§ Aim:
Please return the lines below word for word, starting at the line that contains "Locate the white column;" and ending at the line that contains "pixel 106 144", with both of those lines included.

(Rows from a collection)
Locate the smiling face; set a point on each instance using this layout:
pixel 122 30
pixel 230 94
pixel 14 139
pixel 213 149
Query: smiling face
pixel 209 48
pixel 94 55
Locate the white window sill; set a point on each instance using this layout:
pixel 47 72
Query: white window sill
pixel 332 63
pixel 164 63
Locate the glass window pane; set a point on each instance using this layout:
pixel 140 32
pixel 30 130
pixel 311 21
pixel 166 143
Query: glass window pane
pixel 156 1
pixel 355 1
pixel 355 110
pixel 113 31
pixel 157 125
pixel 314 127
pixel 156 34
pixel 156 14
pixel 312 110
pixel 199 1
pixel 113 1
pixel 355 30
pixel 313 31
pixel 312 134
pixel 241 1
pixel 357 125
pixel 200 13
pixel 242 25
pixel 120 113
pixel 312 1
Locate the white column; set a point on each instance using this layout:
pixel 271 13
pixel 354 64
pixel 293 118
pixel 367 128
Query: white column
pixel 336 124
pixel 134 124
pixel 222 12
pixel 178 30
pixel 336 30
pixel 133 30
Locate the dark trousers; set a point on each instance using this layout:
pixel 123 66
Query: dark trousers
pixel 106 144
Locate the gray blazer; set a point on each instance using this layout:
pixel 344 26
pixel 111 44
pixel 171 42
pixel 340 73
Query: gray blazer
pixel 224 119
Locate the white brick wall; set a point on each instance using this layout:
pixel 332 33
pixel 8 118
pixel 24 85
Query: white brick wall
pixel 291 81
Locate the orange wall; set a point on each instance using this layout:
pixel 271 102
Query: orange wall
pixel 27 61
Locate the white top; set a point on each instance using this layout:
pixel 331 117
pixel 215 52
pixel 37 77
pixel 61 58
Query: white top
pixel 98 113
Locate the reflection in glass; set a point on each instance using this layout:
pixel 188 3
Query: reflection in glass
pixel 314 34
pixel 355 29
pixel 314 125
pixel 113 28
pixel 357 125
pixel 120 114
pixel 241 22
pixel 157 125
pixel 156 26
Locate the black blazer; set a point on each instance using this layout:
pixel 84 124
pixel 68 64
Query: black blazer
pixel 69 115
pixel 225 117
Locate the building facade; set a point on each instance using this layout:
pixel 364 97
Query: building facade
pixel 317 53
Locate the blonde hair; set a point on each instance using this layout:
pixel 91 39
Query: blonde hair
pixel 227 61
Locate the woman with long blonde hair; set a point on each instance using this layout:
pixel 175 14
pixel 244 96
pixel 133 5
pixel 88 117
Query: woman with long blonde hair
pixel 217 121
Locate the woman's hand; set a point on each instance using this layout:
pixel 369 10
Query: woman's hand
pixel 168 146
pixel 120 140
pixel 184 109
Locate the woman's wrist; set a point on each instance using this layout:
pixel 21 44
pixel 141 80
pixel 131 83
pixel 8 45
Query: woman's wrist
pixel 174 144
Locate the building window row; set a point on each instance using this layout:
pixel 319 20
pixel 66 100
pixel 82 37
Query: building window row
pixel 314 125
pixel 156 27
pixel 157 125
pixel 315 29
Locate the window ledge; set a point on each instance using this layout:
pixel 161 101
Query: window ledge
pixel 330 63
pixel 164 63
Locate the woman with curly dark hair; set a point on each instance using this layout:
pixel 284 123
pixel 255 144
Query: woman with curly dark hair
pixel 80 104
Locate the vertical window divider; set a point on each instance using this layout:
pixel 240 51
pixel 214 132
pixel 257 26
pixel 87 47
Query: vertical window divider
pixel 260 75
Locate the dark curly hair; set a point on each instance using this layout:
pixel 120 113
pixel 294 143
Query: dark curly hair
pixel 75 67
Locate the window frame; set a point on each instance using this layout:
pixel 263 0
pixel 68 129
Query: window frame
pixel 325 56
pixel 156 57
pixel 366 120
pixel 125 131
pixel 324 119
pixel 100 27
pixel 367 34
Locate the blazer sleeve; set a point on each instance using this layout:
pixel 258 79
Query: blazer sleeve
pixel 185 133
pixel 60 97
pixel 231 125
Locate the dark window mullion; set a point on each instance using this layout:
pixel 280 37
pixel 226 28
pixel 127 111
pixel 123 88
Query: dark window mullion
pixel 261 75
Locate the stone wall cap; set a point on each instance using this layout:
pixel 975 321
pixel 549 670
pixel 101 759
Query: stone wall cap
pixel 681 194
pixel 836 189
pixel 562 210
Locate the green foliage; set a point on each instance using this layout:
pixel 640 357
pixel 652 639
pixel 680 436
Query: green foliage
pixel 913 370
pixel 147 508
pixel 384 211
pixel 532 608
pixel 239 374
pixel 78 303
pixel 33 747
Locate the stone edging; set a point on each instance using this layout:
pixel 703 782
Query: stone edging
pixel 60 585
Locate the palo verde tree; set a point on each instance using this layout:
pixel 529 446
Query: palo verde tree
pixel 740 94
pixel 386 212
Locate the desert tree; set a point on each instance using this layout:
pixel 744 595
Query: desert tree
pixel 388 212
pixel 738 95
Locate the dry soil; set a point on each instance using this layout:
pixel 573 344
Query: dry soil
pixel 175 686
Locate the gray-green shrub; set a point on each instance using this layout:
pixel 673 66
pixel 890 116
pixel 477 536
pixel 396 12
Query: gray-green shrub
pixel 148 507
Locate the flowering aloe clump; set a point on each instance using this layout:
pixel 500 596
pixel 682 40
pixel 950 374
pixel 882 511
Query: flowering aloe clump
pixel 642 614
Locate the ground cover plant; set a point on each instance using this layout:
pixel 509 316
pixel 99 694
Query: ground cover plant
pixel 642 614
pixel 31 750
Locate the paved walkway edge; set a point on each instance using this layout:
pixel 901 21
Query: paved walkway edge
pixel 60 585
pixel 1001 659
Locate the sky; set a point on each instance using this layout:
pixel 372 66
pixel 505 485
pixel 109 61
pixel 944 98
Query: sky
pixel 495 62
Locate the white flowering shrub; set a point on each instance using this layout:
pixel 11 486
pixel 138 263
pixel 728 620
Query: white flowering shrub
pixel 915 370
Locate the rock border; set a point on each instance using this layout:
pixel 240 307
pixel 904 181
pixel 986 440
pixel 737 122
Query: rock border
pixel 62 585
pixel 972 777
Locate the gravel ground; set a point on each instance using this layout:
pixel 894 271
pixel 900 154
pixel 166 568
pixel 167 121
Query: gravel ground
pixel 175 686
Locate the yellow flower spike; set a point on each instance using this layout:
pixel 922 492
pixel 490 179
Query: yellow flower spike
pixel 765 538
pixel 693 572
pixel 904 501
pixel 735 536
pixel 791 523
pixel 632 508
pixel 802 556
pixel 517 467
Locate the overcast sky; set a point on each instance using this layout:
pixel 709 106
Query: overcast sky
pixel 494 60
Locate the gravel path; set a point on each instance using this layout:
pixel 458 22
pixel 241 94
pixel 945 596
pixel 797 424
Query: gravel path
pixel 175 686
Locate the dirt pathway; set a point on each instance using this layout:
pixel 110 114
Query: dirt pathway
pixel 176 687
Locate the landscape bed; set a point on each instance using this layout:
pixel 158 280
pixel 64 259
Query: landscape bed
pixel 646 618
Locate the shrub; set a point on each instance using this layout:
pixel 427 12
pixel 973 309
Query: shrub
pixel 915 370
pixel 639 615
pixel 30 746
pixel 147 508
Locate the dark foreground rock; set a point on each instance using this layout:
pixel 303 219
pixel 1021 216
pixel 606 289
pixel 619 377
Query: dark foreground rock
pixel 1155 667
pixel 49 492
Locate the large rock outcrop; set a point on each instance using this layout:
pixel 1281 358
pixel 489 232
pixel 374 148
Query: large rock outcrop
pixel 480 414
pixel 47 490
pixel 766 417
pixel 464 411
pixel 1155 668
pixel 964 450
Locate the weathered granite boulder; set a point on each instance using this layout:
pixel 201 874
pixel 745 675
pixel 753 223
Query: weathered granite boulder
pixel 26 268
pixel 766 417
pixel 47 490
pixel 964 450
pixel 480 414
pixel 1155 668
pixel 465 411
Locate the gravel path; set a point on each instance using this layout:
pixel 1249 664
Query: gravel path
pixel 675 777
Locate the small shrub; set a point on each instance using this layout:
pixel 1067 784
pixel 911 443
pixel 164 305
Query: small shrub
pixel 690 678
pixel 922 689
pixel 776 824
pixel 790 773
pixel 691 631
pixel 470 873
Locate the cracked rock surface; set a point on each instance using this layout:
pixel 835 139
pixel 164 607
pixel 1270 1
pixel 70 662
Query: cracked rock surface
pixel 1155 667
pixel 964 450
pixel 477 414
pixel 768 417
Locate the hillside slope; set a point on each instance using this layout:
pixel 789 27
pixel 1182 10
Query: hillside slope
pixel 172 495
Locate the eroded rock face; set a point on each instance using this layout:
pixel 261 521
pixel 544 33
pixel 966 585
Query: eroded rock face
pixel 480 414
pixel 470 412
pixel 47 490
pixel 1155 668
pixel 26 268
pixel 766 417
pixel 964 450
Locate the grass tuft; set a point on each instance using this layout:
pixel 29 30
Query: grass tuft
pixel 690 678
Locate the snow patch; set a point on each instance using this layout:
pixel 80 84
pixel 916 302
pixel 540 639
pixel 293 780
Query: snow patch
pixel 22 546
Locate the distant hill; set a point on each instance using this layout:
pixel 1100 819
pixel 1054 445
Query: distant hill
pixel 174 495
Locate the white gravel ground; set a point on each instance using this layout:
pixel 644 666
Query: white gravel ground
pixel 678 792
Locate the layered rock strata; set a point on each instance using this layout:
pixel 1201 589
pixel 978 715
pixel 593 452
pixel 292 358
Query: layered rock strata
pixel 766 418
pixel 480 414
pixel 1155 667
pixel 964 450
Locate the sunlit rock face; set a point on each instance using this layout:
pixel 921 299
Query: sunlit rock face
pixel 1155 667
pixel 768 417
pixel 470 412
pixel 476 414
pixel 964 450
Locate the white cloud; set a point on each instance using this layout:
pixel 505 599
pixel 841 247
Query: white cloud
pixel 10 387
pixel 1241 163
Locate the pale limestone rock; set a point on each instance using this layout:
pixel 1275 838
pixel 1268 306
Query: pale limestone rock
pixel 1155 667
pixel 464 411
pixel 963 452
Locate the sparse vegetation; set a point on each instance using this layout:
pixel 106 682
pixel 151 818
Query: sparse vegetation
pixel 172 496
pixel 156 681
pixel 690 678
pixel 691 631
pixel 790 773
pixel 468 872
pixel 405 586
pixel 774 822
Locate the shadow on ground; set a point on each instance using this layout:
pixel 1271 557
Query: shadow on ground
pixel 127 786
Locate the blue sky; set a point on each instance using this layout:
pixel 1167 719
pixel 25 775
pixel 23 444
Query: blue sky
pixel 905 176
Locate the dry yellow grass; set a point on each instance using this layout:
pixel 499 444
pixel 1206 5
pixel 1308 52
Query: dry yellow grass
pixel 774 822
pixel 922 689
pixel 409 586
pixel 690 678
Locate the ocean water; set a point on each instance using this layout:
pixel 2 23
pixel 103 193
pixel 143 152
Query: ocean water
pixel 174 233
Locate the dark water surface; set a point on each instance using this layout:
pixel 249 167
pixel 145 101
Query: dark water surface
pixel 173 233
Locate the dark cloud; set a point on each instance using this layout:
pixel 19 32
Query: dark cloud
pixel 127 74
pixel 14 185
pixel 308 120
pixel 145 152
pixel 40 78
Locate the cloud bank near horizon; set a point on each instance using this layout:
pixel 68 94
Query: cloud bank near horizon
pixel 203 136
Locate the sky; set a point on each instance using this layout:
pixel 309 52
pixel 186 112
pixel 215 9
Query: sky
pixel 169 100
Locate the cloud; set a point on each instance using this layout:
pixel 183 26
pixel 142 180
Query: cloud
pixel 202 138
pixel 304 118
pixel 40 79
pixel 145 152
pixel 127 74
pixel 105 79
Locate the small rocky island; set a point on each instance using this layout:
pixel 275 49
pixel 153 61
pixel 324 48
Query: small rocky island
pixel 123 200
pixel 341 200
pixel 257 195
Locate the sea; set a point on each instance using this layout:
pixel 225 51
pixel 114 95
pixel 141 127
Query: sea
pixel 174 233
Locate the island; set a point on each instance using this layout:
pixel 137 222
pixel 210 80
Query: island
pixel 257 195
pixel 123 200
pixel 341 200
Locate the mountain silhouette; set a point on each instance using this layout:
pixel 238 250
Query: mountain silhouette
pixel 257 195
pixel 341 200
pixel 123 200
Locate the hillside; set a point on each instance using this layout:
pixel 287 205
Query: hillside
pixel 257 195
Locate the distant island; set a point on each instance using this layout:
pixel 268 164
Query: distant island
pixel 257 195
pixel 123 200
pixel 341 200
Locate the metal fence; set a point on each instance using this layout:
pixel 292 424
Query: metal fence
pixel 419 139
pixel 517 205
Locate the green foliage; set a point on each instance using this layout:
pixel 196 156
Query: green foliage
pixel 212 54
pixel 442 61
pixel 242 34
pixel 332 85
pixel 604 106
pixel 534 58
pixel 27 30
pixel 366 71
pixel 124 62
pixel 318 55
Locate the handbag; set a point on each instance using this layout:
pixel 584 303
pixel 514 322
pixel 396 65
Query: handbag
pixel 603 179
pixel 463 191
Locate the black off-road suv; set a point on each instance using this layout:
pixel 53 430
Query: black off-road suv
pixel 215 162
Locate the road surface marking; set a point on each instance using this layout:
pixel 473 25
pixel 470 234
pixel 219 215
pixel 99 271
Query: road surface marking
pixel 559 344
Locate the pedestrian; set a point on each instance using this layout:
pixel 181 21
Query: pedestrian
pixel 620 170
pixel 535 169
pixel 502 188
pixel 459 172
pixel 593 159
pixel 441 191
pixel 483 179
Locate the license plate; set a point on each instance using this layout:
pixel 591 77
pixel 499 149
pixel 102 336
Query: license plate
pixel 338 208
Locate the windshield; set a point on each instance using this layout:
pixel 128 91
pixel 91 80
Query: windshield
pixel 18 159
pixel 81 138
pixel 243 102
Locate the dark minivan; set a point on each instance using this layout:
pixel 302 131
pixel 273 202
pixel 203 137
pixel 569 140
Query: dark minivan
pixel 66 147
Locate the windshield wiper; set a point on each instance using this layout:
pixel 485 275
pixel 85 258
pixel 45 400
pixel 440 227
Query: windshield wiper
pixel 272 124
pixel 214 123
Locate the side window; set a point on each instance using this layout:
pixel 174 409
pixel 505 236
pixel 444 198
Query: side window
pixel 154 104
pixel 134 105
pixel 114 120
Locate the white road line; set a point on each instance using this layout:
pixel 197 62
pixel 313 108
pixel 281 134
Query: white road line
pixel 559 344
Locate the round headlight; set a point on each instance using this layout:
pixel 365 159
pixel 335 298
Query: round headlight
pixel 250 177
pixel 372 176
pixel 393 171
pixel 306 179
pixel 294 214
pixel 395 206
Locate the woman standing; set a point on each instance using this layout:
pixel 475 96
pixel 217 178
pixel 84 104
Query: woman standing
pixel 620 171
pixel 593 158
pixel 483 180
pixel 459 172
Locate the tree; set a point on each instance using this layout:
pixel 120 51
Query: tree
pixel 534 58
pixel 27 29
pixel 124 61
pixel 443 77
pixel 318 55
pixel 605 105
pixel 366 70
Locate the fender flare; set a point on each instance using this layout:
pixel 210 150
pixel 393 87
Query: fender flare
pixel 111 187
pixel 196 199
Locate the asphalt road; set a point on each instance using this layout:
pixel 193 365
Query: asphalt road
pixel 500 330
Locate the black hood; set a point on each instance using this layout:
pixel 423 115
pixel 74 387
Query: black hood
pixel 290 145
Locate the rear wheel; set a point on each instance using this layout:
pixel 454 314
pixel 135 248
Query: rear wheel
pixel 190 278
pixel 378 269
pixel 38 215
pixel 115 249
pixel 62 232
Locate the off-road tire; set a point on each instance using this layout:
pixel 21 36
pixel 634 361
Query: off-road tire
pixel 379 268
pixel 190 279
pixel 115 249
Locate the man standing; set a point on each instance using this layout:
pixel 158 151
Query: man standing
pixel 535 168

§ Solution to this task:
Locate the white column; set a point on each instance using this layout:
pixel 271 13
pixel 354 64
pixel 293 118
pixel 367 128
Query: white column
pixel 336 124
pixel 134 124
pixel 222 12
pixel 178 30
pixel 336 30
pixel 133 30
Locate the dark trousers; set a point on each instance using this layout:
pixel 123 66
Query: dark trousers
pixel 106 144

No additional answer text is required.